▶ **WHAT THE TASK REQUIRES**: Go line by line through the entries below and copy those containing the string "cabinet".

▶ **INFORMATION SUPPLIED**:
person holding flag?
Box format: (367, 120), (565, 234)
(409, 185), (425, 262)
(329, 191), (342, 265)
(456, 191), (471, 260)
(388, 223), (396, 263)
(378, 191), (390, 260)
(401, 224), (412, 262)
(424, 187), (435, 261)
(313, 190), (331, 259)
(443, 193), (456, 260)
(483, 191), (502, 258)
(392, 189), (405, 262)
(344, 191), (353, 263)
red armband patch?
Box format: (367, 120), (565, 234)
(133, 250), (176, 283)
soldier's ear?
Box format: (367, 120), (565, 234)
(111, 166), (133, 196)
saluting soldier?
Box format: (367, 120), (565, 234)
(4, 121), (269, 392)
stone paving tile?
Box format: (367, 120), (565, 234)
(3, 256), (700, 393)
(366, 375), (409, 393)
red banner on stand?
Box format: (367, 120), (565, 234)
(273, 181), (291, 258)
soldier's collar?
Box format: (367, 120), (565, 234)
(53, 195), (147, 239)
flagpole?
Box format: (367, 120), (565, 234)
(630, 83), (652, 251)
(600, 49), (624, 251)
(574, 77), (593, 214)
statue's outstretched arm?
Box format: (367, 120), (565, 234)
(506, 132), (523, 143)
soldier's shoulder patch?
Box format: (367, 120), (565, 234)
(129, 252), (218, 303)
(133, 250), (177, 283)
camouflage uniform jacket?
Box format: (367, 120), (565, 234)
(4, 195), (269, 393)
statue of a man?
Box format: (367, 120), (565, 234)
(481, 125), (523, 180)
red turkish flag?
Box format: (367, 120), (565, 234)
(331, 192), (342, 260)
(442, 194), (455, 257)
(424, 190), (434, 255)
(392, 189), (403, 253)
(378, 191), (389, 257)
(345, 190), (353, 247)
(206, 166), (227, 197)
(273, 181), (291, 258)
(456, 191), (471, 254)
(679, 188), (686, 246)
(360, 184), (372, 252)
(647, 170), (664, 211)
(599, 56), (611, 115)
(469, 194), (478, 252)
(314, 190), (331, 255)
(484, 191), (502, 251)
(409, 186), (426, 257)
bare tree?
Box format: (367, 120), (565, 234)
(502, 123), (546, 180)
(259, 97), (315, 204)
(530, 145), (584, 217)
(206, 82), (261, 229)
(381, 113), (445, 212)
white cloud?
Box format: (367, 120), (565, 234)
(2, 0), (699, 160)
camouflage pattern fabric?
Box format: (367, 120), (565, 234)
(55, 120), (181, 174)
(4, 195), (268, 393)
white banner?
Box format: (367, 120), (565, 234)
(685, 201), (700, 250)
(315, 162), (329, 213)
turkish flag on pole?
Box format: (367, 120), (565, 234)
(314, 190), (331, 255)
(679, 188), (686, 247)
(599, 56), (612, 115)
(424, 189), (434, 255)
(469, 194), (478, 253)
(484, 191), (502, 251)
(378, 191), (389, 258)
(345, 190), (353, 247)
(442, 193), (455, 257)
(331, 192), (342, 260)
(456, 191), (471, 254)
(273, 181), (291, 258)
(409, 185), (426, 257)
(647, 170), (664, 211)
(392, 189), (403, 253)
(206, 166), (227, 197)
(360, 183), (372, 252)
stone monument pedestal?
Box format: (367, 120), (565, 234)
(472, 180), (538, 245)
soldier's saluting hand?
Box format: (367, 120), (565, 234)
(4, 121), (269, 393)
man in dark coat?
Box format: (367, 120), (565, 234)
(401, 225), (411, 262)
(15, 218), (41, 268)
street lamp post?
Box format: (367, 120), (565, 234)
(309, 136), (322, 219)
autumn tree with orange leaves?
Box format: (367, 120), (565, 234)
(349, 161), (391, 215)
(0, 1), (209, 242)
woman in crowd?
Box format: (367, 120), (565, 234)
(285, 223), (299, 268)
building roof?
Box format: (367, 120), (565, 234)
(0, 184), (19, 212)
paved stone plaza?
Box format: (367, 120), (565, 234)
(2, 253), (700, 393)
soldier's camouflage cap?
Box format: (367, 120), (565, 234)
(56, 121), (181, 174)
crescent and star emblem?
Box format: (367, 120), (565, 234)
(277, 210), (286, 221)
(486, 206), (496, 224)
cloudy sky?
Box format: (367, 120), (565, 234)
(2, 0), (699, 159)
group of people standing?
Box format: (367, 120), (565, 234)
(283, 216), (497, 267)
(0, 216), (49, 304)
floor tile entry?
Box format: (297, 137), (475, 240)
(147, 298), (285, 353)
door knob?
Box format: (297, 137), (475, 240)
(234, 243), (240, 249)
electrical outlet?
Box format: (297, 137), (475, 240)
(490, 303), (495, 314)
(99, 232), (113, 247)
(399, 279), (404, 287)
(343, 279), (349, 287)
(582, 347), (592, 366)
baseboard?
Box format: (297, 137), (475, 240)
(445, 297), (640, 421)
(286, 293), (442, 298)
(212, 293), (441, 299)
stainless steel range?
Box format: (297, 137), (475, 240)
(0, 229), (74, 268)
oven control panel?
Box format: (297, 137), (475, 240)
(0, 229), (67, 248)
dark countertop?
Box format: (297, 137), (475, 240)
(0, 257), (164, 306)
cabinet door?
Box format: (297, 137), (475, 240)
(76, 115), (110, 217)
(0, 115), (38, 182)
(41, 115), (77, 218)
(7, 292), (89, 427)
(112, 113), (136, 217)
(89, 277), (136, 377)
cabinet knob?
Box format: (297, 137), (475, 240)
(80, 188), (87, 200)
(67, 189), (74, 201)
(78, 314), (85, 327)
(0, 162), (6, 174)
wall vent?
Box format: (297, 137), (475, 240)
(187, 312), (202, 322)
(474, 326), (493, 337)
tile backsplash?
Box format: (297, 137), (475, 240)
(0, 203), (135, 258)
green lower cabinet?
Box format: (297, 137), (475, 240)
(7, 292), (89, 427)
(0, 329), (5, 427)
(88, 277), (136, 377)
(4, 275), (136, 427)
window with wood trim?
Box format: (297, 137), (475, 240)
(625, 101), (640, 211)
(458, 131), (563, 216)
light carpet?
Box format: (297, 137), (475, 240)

▶ **COMPLETED TASK**:
cabinet door?
cabinet knob?
green lower cabinet?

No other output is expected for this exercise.